- [WORK REQUIRED] Set down exactly the first line of the entries and every line after it, through the line with "Target: pupil".

- [EXERCISE DATA]
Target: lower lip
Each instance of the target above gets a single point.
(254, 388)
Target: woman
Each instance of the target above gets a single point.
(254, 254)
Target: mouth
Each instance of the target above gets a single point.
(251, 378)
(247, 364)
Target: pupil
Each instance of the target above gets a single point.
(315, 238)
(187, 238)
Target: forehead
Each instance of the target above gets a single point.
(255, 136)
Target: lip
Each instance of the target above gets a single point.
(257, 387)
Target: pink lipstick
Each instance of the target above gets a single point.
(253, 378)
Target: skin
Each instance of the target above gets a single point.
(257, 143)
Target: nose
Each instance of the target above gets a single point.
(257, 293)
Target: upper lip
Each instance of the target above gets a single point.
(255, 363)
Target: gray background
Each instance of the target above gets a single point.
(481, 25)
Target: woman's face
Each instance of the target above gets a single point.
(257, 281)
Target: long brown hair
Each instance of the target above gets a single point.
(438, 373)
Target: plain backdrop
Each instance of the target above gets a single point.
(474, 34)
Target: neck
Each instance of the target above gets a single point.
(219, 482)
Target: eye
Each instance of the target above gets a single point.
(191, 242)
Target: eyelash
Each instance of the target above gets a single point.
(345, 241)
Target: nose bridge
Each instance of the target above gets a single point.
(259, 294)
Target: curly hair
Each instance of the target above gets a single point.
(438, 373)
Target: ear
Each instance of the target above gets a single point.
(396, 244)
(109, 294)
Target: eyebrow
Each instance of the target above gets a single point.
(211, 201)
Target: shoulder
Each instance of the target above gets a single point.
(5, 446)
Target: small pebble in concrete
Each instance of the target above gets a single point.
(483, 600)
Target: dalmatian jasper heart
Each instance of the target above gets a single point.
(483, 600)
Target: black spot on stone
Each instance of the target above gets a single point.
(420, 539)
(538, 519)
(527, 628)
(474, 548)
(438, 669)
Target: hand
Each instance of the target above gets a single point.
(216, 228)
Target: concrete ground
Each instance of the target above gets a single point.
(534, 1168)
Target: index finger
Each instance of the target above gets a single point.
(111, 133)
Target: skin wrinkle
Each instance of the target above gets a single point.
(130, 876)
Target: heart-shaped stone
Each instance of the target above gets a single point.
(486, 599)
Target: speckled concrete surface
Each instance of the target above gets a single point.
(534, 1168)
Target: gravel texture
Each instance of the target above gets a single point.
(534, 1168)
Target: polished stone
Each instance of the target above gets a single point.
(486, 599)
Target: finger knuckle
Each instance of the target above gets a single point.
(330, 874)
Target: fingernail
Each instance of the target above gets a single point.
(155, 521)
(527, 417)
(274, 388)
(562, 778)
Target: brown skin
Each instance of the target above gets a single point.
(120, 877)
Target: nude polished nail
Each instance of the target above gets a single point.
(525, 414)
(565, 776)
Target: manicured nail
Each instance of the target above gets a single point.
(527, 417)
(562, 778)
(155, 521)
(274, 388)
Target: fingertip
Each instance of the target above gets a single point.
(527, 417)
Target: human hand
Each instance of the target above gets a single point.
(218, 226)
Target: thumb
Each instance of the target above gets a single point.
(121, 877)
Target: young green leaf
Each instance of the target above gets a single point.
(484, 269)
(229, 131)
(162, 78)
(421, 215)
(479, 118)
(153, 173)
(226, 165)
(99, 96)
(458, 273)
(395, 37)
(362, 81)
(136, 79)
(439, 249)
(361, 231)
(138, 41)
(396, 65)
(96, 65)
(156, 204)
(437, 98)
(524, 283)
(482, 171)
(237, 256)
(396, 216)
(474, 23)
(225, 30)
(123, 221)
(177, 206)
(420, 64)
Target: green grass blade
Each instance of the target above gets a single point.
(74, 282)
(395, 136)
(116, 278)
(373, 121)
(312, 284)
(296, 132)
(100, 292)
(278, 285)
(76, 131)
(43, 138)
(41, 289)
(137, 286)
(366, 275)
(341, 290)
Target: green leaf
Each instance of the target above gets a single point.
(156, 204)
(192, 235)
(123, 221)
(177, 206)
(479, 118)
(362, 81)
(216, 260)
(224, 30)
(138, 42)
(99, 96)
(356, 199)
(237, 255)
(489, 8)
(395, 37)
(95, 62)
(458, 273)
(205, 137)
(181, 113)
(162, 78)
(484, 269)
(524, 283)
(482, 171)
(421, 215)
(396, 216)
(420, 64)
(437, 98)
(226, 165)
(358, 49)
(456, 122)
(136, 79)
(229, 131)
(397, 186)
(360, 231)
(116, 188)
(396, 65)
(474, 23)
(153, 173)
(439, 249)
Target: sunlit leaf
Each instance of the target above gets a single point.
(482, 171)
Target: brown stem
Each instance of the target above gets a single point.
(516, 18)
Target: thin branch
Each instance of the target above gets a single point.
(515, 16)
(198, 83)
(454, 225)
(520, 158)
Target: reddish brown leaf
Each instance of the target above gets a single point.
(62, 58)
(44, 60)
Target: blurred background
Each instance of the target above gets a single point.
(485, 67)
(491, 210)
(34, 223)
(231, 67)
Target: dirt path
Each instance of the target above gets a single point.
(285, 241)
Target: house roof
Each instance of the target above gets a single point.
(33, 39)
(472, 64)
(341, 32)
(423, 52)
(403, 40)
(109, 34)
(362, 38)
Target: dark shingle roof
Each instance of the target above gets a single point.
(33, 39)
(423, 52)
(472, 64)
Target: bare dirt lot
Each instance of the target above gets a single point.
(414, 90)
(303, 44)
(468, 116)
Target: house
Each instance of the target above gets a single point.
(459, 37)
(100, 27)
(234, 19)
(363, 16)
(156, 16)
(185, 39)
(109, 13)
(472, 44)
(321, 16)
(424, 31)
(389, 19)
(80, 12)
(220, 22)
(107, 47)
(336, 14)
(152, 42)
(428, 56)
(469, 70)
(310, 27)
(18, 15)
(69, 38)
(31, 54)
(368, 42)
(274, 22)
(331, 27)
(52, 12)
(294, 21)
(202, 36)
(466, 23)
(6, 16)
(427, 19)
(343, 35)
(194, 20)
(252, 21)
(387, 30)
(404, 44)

- [EXERCISE ANSWER]
Target: lower lip
Each instance of the target above gets a single point.
(254, 388)
Target: woman
Each instance of the target above gets a single point.
(254, 254)
Target: mouth
Each instance of the target above gets a single point.
(251, 378)
(247, 364)
Target: pupil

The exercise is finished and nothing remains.